▸ SOURCE PASSAGE
Building deep capabilities
‘Deep capabilities’ is a buzzword being used a lot within companies at the moment to describe a type of skillset that is both ‘deep’ (i.e. where an employee has strong expertise in one area) and ‘wide’ (where an employee has some expertise across a range of other disciplines), as per the diagram below.
Deep capabilities are increasingly in demand because, as industries are disrupted by entrants from other markets and battle lines are blurred, organisations need to harness a diverse skill-set that has deep expertise in one discipline while being able to collaborate meaningfully across other disciplines.
‘T’ vs ‘I’ shaped people
Building deep capabilities starts off with an understanding of what expertise is. In our post 10,000 hours, we illustrated just how long it takes a person to become proficient in a single area – 5,000 hours.
If you consider this within a working lifetime, this is an age. Now add levels of competence in other disciplines and we come to appreciate just how rare deep capabilities are in organisations of any type.
One way of seeing these capabilities is in the difference between ‘I’ shaped people, and ‘T’ shaped people, on an individual level:
‘I’ shaped people may have a lot of depth in their own area of expertise, but lack breadth or even understanding in other areas – which in turn makes interdisciplinary collaboration (and innovation) more difficult. Being ‘I’ shaped often leads to silo thinking and so negatively impacts collaboration.
‘T’ shaped people, by contrast have depth in their own area of expertise, but also breadth in other areas which makes knowledge and skill in one area more easy to apply in another. This promotes ‘joinedupness’ and facilitates collaboration across disciplines and departments.
And it’s exactly this interdisciplinary or ‘deep’ capability that is driving a lot of innovation at the moment…
Deep capabilities = Competitive advantage
Medical research companies depend on being able to harness these deep capabilities every time they research solutions for a disease or ailment. Because the medical process is so complex and long-winded, being able to utilise an existing drug or medication in some way, can cut that process down considerably. Hence, researchers that can grasp how solutions work in different fields are often at a premium.
Many of the quantum leaps within tech also came from different fields. Cisco, for example, was able to grow from a small research lab into one of the world’s biggest companies, by simplifying the communication protocols upon which the internet itself depended, then creating an industry standard. It was only able to do so by mastering a set of (then) disconnected disciplines to give it its invaluable advantage.

Region pointing data:

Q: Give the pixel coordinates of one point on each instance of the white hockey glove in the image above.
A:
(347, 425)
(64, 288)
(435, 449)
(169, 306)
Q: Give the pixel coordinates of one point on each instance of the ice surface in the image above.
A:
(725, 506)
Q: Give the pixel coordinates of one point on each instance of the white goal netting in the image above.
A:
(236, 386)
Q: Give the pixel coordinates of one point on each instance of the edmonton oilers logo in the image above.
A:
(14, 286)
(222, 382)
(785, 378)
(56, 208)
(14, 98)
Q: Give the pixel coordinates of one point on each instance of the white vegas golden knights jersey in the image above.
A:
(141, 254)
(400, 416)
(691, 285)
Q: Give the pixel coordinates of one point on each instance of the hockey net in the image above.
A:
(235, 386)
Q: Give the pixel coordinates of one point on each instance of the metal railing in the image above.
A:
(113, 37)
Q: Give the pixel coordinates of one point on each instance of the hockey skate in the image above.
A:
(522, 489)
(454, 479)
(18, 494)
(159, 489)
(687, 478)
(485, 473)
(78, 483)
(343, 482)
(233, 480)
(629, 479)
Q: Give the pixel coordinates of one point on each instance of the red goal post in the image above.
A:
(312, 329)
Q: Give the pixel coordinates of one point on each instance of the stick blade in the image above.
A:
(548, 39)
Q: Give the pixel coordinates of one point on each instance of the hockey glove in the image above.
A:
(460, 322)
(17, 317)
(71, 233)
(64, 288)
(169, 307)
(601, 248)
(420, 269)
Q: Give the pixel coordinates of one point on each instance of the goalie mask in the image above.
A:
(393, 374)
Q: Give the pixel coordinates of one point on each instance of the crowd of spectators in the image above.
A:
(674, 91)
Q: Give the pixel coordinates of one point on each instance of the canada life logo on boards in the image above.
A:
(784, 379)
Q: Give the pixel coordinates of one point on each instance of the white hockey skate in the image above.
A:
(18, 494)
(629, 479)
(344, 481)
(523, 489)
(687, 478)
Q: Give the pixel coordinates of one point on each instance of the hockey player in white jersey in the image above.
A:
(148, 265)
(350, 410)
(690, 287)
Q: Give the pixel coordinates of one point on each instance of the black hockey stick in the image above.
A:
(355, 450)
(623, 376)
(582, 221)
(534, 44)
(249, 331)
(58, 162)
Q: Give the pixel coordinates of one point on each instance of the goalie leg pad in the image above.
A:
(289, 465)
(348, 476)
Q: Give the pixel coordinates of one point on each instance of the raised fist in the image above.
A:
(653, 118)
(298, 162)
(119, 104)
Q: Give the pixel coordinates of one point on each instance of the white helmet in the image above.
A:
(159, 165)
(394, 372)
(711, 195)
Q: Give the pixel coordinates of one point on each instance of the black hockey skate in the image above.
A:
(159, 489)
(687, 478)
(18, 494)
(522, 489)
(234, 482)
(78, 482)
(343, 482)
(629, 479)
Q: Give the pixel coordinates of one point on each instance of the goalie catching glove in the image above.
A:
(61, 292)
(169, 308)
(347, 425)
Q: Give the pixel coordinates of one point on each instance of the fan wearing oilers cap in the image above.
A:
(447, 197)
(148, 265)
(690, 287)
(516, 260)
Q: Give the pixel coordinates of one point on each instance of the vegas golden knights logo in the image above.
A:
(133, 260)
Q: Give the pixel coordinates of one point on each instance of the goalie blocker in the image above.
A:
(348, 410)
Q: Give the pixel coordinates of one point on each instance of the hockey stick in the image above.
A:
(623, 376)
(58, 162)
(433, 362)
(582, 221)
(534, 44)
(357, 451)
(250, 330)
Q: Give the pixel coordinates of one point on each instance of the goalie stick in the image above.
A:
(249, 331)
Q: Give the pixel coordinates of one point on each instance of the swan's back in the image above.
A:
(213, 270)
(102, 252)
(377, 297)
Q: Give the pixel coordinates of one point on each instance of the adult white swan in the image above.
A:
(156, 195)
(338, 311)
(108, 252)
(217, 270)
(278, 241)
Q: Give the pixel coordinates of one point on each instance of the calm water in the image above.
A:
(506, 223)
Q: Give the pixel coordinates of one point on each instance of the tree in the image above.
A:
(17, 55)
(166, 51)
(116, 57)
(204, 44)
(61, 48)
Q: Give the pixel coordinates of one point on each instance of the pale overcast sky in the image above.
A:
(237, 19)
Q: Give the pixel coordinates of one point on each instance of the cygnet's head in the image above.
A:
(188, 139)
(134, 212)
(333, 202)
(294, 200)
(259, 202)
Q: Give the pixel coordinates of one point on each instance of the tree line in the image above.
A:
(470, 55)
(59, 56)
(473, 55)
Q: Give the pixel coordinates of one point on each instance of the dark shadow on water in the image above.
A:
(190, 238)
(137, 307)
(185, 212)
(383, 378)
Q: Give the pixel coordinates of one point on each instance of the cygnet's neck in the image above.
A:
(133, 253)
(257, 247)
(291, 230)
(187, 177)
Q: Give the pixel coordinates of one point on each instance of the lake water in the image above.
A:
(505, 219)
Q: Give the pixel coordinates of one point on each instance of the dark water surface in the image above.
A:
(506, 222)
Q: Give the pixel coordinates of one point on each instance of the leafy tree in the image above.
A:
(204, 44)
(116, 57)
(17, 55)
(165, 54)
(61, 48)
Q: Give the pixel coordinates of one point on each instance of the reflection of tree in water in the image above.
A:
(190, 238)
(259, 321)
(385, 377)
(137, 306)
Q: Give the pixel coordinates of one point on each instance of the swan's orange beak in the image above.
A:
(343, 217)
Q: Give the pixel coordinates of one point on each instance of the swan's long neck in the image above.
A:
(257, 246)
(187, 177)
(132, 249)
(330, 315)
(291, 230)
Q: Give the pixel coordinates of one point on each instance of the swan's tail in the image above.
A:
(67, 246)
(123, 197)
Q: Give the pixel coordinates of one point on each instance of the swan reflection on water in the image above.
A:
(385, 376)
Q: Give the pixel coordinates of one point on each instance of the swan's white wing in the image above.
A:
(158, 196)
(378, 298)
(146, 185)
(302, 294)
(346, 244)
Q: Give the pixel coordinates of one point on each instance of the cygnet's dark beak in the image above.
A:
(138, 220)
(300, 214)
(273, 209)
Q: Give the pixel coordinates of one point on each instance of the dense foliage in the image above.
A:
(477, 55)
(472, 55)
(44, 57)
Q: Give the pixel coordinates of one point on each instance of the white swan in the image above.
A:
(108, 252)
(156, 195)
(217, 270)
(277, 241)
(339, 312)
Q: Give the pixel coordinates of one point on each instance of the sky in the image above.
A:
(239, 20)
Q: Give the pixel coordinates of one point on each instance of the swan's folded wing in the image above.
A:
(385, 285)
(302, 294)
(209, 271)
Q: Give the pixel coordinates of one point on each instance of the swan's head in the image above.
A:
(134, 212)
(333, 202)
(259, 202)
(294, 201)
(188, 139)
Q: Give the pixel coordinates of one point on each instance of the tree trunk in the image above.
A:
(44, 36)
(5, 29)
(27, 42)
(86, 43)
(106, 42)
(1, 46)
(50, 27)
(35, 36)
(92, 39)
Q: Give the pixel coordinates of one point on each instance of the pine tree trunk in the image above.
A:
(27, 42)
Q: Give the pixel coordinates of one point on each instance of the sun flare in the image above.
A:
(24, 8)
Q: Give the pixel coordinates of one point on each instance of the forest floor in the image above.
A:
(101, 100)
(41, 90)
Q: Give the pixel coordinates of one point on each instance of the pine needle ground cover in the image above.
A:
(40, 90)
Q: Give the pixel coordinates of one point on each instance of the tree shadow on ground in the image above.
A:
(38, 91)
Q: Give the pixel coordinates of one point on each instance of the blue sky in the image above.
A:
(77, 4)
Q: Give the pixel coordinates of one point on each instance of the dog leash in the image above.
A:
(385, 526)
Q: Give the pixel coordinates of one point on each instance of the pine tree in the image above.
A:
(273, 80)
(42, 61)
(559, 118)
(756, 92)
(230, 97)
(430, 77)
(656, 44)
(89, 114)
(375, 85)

▸ TASKS TO PERFORM
a) Copy the article on deep capabilities from "Many of the" to "its invaluable advantage.".
b) In the article on deep capabilities, what does being 'I' shaped often lead to?
The rows have nothing to do with this work.

▸ SOLUTION SET
a)
Many of the quantum leaps within tech also came from different fields. Cisco, for example, was able to grow from a small research lab into one of the world’s biggest companies, by simplifying the communication protocols upon which the internet itself depended, then creating an industry standard. It was only able to do so by mastering a set of (then) disconnected disciplines to give it its invaluable advantage.

b) Silo thinking, which negatively impacts collaboration.